§ **ARTICLE**
....................
# N-scale build



## swiggy

Good day everyone:thumbsup:. this was my latest project---N-scale mountain run:thumbsup:




































and the finish

















rendition of "big 10 curve"



























hope you all like


----------



## Steel Ribbons

Great work swiggy! A lot of work in there for sure!


----------



## gunrunnerjohn

Very neat, lots of great work there.


----------



## swiggy

thanks, it took about 4 weeks


----------



## tjcruiser

Hey Swig,

That's FABULOUS! What an actioned-packed tiny layout. I love the track twists and turns, the topography, the river, etc. Great fun.

Thanks for sharing,

TJ


----------



## Ranger

That looks great


----------



## Carl

Very nice.


----------



## Xnats

Very nice Swiggy, love the track plan :thumbsup: Since no asked, what size is it, a 4x5?


----------



## swiggy

thanks everyone, close xnats, it is 4x6 dc bachman track (it came with it). the next one is atlas track. I just got the layout or i should say start of a layout. people seem to start these, never finish, then give them away?


----------



## Ranger

My layout that im working on was started by someone else. They couldnt finish it and had it for sale on craigslist.


----------



## Big Ed

Swiggy = HO 

N scale?

What is next O?

Nice......does that double as a coffee table too?:thumbsup:


----------



## swiggy

thanks ranger, big ed. OK my LHS guy and I were talking, and we think we can battery power an O-scale loco, if so it'll be in my back yard

I have also played with the idea (and looked at many photos) of an N-scale coffee table layout.:thumbsup:


----------



## gunrunnerjohn

Why would you need to battery power an O-scale locomotive? If you use something like Atlas track, it's UV resistant and nickel-silver so it's good to use outdoors.


----------



## swiggy

just a project. Dont really "NEED" to do this, I just want to. I would rather not mess with feeders and such if I am putting this IN MY BACK YARD
probably won't even start until next summer.:thumbsup:


----------



## gunrunnerjohn

OK, just wondered why you'd use battery power. I hope they're rechargeable batteries!  FWIW, you'd be surprised how far you can go without feeders if you solder all the track.
....................
[Excerpts of bounding box data]
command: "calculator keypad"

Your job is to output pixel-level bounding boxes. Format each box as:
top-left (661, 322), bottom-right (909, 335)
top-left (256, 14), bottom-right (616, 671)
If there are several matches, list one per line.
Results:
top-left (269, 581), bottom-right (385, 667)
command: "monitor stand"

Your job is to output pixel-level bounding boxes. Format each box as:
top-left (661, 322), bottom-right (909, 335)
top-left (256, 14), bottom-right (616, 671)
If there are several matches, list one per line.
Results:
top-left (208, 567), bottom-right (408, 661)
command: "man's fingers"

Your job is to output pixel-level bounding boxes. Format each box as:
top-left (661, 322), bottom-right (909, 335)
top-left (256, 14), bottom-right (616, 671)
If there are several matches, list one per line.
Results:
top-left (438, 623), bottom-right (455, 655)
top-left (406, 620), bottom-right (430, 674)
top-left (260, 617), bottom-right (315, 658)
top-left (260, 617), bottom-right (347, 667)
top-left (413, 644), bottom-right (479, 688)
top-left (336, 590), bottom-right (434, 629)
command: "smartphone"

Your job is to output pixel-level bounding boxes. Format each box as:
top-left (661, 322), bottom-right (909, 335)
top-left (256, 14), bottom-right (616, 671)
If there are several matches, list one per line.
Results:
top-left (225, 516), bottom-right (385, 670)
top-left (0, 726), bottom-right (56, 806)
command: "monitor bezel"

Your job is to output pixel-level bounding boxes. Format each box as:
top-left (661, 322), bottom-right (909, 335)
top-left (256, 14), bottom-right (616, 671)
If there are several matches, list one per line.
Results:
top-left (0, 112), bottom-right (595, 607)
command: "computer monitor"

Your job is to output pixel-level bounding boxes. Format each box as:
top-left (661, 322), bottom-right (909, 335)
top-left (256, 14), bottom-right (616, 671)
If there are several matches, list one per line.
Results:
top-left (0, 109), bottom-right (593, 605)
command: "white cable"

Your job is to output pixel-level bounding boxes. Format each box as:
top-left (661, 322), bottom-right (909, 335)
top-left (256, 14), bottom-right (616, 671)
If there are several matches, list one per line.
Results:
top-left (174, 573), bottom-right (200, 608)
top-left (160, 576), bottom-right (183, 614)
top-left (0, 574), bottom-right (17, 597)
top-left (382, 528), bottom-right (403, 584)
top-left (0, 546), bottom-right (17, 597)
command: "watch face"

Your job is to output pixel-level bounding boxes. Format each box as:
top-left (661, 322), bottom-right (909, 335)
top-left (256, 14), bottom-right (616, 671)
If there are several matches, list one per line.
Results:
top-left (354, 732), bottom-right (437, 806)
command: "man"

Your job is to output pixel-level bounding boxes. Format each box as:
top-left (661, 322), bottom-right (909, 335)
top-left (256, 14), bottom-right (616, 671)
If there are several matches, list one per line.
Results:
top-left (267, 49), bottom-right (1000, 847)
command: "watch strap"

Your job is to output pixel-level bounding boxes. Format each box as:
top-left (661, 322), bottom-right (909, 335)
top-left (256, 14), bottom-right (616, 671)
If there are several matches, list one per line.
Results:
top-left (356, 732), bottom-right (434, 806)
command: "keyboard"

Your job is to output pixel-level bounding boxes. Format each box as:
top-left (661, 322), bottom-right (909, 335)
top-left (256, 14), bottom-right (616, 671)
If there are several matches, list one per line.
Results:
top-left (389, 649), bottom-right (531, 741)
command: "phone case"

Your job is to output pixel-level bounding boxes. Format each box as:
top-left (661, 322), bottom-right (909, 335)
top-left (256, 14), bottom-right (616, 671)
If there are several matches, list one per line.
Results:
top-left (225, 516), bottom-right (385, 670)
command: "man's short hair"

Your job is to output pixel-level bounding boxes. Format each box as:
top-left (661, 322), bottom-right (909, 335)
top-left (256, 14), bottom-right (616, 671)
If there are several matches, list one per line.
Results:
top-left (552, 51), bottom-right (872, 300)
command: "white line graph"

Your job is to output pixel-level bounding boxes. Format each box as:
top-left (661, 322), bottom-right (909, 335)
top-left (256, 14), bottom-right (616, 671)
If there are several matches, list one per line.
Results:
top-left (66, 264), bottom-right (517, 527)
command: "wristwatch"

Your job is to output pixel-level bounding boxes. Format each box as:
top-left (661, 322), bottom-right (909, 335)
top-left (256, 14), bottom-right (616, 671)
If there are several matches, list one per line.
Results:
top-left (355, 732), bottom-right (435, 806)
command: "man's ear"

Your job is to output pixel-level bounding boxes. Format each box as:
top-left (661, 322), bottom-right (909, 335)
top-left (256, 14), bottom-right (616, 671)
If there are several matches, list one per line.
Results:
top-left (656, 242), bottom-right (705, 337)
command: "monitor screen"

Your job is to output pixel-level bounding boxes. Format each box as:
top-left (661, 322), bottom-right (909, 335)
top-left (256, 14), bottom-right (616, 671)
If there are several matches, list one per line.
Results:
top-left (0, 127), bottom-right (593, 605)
....................
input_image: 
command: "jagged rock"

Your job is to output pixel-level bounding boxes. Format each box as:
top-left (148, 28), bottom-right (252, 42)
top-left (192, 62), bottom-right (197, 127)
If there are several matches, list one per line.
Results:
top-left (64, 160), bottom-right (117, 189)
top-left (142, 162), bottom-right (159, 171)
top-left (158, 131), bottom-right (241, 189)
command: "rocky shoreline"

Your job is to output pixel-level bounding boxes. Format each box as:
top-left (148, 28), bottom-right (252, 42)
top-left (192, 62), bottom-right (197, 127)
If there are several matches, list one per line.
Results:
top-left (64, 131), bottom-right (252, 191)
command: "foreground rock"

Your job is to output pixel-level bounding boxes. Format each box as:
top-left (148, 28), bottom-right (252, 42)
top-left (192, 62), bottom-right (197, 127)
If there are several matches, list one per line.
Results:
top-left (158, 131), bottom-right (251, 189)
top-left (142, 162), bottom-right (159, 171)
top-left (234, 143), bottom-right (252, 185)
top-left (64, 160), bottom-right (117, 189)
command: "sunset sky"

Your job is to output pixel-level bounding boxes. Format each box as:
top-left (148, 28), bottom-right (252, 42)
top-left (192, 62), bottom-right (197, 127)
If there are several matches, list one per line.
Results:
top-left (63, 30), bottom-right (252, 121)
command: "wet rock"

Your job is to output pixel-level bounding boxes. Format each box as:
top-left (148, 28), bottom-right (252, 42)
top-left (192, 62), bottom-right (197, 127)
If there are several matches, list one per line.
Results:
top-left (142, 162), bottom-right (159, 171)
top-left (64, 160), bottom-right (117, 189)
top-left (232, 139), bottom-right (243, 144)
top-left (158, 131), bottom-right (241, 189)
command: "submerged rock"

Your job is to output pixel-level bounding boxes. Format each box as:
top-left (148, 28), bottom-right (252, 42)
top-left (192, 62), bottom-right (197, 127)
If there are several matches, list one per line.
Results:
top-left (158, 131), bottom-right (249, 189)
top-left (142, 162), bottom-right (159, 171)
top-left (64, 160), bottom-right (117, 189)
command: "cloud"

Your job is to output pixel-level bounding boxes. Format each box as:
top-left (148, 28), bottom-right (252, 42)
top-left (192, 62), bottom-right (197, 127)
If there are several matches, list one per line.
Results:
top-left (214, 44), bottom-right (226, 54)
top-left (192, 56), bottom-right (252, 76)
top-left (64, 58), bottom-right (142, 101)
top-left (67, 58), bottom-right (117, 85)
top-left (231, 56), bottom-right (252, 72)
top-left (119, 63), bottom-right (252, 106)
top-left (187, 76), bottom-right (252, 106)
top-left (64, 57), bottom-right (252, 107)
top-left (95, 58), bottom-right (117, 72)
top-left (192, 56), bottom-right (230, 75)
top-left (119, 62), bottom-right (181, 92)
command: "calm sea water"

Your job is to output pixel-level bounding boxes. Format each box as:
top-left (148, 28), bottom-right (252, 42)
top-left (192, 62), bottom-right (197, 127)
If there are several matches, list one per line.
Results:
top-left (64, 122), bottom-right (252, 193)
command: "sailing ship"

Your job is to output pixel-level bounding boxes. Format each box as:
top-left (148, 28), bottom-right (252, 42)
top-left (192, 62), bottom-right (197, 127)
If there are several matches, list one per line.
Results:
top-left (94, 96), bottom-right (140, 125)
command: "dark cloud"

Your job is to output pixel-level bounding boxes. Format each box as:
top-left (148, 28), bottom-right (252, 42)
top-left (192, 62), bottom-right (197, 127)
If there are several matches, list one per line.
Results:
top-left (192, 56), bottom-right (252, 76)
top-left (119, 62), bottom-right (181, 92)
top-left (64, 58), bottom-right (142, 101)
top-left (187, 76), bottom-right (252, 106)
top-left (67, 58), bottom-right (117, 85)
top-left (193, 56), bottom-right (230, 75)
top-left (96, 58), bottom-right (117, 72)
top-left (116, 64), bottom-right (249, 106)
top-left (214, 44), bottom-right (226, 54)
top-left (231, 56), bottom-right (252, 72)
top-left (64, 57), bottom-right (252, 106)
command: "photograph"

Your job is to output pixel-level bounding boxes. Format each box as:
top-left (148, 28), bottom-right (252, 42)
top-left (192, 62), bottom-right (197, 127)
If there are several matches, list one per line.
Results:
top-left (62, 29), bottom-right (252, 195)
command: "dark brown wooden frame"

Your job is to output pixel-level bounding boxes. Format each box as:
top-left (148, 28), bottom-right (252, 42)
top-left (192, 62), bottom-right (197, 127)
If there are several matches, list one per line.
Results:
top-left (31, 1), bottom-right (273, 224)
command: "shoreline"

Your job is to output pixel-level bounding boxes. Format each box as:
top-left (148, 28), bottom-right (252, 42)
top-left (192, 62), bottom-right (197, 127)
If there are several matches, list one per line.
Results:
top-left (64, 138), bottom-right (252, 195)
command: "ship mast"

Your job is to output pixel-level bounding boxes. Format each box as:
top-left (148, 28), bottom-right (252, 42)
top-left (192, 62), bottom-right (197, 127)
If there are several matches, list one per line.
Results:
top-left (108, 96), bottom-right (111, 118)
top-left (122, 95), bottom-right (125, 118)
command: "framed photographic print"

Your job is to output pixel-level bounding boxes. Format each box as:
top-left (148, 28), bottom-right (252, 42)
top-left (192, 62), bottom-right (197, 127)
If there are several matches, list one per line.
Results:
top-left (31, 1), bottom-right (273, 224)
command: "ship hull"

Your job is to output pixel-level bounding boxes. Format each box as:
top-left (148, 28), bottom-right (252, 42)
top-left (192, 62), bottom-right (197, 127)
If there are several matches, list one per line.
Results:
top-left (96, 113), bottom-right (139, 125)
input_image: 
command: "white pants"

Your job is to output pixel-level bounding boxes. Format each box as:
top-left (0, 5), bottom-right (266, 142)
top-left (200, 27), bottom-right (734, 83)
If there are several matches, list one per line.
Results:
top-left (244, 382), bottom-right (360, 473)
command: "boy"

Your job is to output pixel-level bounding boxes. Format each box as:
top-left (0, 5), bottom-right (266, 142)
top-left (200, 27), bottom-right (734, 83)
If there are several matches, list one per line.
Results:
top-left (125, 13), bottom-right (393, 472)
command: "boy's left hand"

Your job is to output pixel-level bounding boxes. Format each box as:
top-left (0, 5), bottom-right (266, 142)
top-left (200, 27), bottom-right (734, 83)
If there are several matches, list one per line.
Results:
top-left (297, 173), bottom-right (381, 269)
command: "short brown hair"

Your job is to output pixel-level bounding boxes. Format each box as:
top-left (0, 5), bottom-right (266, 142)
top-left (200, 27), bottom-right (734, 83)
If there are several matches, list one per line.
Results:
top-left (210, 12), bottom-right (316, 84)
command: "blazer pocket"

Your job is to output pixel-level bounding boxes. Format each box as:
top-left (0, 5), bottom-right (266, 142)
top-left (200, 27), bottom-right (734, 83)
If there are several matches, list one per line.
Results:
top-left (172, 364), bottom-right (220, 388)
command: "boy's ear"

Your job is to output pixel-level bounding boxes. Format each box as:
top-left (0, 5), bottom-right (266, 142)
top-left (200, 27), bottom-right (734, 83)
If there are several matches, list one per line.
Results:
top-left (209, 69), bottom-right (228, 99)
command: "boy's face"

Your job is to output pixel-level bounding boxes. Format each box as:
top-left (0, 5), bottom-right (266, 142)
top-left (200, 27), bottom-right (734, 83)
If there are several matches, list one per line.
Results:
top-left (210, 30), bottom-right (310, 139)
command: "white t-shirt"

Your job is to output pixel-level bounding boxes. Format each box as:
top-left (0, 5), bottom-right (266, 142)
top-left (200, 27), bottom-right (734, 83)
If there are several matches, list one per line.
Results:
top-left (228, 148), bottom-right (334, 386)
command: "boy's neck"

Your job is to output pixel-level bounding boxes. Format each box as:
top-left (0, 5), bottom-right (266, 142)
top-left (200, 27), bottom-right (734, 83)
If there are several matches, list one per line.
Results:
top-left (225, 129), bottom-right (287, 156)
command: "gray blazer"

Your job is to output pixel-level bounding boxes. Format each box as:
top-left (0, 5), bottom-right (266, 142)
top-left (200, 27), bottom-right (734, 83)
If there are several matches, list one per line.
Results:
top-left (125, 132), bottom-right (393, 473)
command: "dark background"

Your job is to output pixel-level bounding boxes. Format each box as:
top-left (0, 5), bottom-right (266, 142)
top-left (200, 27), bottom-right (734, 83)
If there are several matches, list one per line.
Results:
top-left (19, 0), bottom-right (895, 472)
....................
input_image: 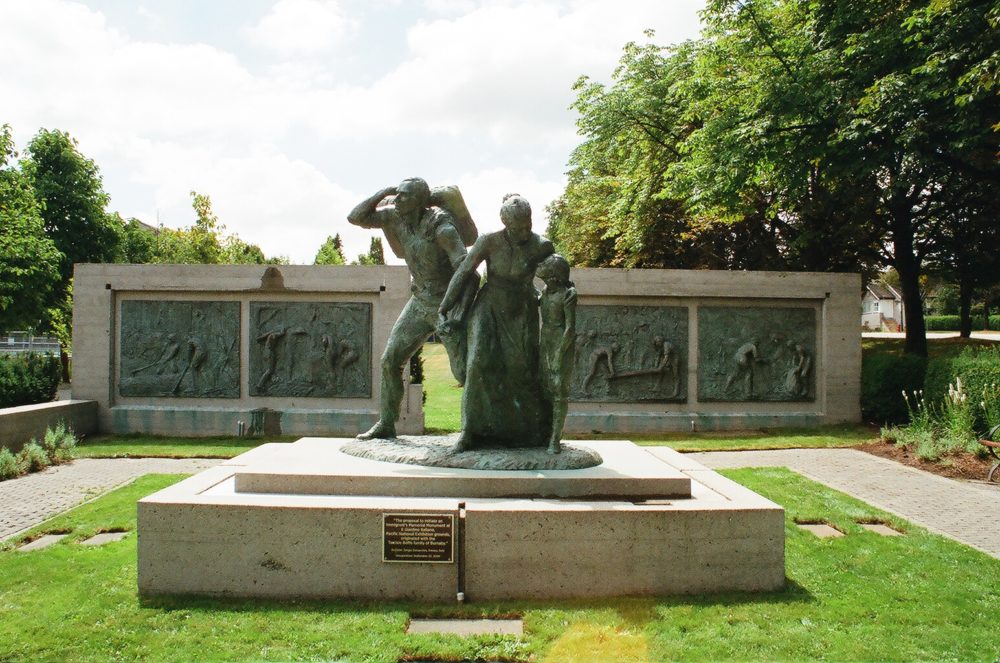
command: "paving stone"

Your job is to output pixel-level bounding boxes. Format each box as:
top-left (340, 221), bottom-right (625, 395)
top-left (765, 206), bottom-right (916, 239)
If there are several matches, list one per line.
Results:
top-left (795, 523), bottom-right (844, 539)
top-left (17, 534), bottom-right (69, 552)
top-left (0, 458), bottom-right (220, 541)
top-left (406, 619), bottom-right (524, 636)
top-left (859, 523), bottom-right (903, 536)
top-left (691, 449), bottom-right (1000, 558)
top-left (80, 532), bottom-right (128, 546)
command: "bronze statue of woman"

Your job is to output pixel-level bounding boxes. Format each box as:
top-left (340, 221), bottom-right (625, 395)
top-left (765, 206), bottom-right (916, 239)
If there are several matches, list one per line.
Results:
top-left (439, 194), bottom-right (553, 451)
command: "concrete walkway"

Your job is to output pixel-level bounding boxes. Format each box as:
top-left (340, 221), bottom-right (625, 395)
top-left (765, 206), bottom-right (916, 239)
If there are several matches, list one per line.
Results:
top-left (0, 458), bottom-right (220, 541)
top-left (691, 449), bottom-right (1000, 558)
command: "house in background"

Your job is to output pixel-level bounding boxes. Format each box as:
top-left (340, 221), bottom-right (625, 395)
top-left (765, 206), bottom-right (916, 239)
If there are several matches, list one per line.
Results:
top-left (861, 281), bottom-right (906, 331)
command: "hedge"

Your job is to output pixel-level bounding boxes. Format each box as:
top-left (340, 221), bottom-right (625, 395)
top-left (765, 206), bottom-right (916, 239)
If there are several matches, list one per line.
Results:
....................
§ **SHORT EXERCISE 1**
Translate this sentence from the N-scale thread into Spanish: "Why would you need to battery power an O-scale locomotive?"
§ **SHORT EXERCISE 2**
Rewrite the part of the N-scale thread that opens with the words "Very nice Swiggy, love" and closes with "give them away?", putting "4x8" in place of "4x6".

§ **RIGHT ANSWER 1**
¿Por qué necesitarías alimentar con baterías una locomotora de escala O?

§ **RIGHT ANSWER 2**
Very nice Swiggy, love the track plan :thumbsup: Since no asked, what size is it, a 4x5?


----------



## swiggy

thanks everyone, close xnats, it is 4x8 dc bachman track (it came with it). the next one is atlas track. I just got the layout or i should say start of a layout. people seem to start these, never finish, then give them away?